◆ **What you should do**
Transcribe all of the material below line for line, keeping every word, number, and mark unchanged.

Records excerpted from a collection
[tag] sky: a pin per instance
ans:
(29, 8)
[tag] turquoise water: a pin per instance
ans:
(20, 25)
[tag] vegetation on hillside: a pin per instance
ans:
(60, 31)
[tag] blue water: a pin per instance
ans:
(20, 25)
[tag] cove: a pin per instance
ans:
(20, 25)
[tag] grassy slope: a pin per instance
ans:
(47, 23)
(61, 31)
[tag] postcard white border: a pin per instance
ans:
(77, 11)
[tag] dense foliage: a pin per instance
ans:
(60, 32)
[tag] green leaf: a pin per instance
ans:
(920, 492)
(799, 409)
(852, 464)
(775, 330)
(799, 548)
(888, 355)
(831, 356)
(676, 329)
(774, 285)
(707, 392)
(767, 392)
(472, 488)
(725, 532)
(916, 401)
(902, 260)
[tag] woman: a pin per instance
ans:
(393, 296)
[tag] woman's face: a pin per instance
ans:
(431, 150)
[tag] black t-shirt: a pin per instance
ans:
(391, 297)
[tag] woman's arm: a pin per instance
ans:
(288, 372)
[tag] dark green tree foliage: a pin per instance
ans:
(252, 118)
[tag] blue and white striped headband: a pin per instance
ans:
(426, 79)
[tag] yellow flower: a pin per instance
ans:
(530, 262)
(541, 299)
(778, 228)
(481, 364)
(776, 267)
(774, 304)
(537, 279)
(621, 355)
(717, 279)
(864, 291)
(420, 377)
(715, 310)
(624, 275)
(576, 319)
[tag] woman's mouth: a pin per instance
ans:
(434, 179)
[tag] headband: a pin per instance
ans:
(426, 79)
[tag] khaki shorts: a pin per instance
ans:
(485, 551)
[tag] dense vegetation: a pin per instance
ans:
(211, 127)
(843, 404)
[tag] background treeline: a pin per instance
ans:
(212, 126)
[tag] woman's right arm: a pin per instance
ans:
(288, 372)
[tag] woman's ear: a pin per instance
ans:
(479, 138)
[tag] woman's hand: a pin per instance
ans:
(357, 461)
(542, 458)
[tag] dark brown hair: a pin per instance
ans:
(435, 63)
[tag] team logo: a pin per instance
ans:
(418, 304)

◆ **Exercise output**
[tag] sky: a pin per instance
ans:
(29, 8)
[tag] turquoise water: a pin per instance
ans:
(20, 25)
[tag] vegetation on hillside: a pin per instance
ans:
(60, 31)
[tag] blue water: a pin per instance
ans:
(20, 25)
[tag] cove: a pin per instance
ans:
(20, 25)
[tag] grassy slope: a pin per instance
ans:
(47, 23)
(61, 31)
[tag] postcard white border: a pin per instance
ans:
(77, 11)
[tag] dense foliage: a pin per instance
ans:
(60, 32)
[tag] green leaf: a pin per instance
ans:
(920, 492)
(799, 409)
(852, 464)
(775, 330)
(799, 548)
(888, 355)
(831, 356)
(676, 329)
(774, 285)
(707, 392)
(767, 392)
(472, 488)
(725, 532)
(916, 401)
(902, 260)
[tag] woman: a pin per instance
ans:
(393, 296)
[tag] woman's face: a pin per instance
ans:
(431, 150)
[tag] black t-shirt: a pin per instance
ans:
(391, 297)
[tag] woman's arm: a pin per instance
ans:
(288, 372)
[tag] dark green tree foliage: a pin per instance
ans:
(252, 118)
[tag] blue and white striped headband: a pin per instance
ans:
(426, 79)
[tag] yellow flower: a pin per instance
ans:
(530, 262)
(541, 299)
(778, 228)
(481, 364)
(776, 267)
(774, 304)
(537, 279)
(621, 355)
(717, 279)
(864, 291)
(420, 377)
(715, 310)
(624, 275)
(576, 319)
[tag] woman's mouth: a pin per instance
ans:
(434, 179)
[tag] headband: a pin per instance
ans:
(426, 79)
[tag] khaki shorts: a pin per instance
ans:
(485, 551)
[tag] dense vegetation: a pin per instance
ans:
(211, 127)
(843, 404)
[tag] background treeline: a pin per instance
ans:
(212, 126)
[tag] woman's right arm: a pin per instance
ans:
(288, 372)
[tag] woman's ear: a pin per instance
ans:
(479, 138)
[tag] woman's hand: a pin per instance
ans:
(357, 461)
(542, 458)
[tag] dark brown hair: a pin per instance
ans:
(435, 63)
[tag] team logo: a pin per instance
ans:
(418, 304)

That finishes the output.